# WORK REQUIRED:
Could you convert these records into a Markdown table with the columns "No." and "Text," giving each line its own numbered row and skipping blank lines? Leave the pictures out.

= = =

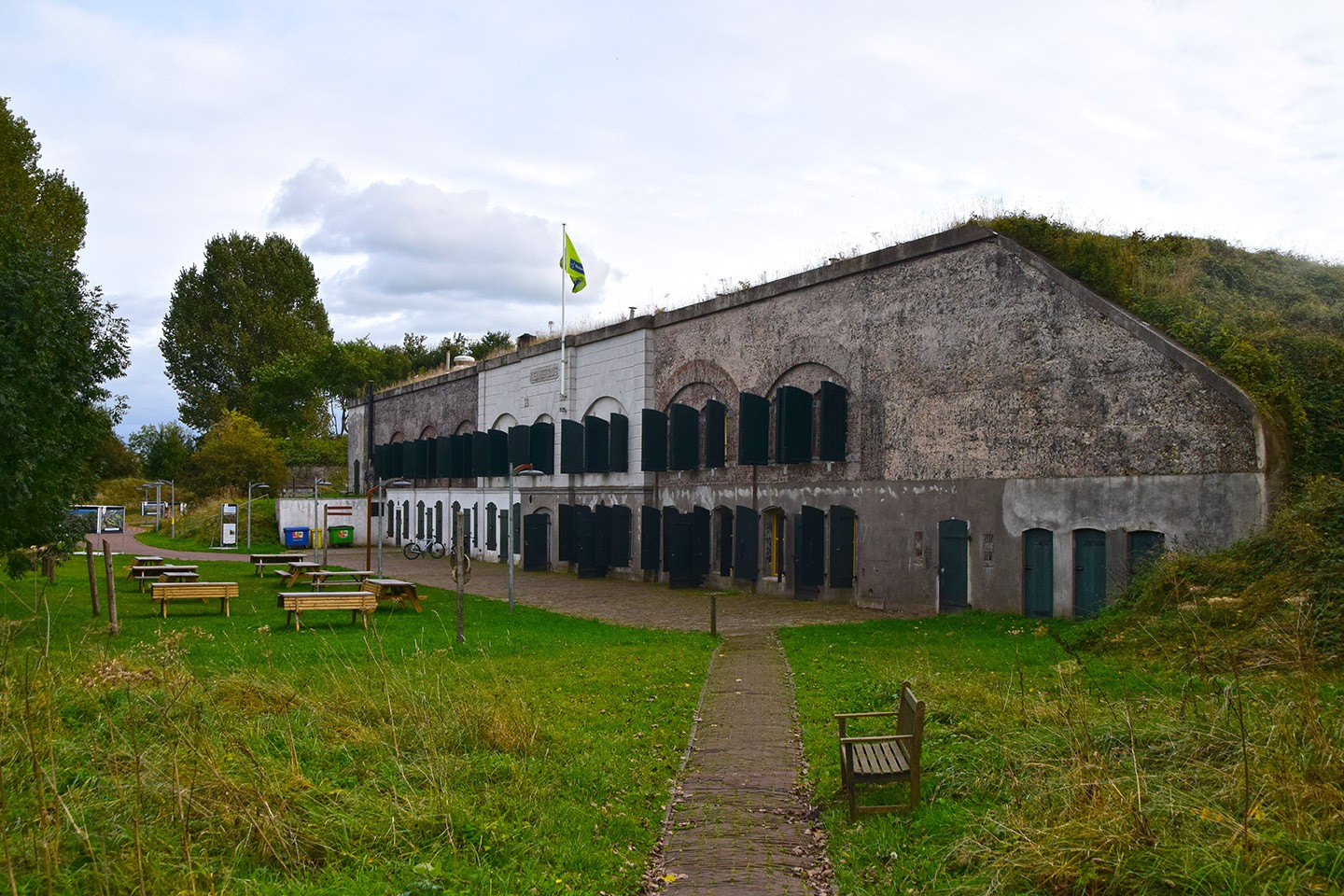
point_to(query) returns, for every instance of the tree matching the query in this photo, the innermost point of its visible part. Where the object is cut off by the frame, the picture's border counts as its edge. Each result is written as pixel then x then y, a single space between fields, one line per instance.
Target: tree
pixel 162 449
pixel 60 344
pixel 231 455
pixel 250 302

= = =

# OUTPUT OF THE TASK:
| No. | Text |
|---|---|
| 1 | point_to(query) returns, for every instance of the tree matching the query in this photo, the innermost point of its visible part. Where the object is cut off by the frame, the picture's border counts as its edge. Each result is written as pixel then x then y, a single space between fields, one line per instance. |
| 2 | Target: tree |
| 3 | pixel 162 449 |
| 4 | pixel 60 344 |
| 5 | pixel 231 455 |
| 6 | pixel 250 302 |